Could you write out all the material below again, requests included, shifting every polygon coordinate in the answers by -43? Leave the pictures out.

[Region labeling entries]
○ ○ ○ ○ ○
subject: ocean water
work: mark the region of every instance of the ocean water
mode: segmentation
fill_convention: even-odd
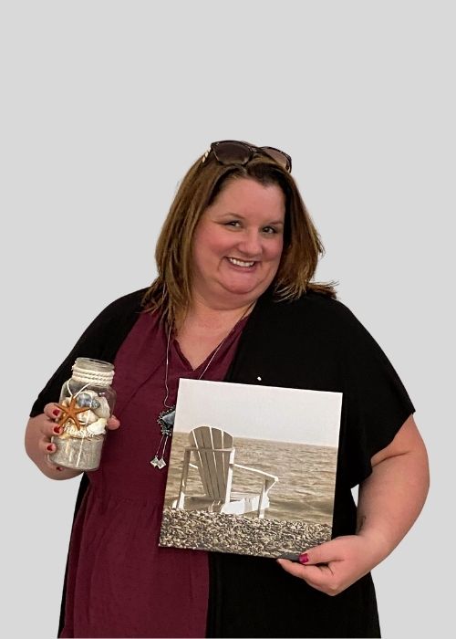
[[[171,506],[181,483],[187,433],[174,433],[165,494]],[[337,449],[291,442],[235,437],[234,463],[252,466],[278,477],[269,491],[270,507],[265,519],[304,520],[332,525]],[[256,492],[261,476],[234,468],[232,492]],[[191,469],[187,494],[203,495],[198,470]]]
○ ○ ○ ○ ○
• **FULL SOLUTION**
subject: ocean water
work: mark the region of every instance of the ocean water
mode: segmentation
fill_convention: even-odd
[[[128,463],[138,440],[144,390],[131,390],[122,451]],[[294,406],[248,399],[192,394],[191,420],[209,423],[235,434],[226,448],[227,464],[222,476],[261,477],[289,482]],[[213,449],[218,433],[191,425],[189,449]],[[148,426],[144,451],[160,452],[155,427]]]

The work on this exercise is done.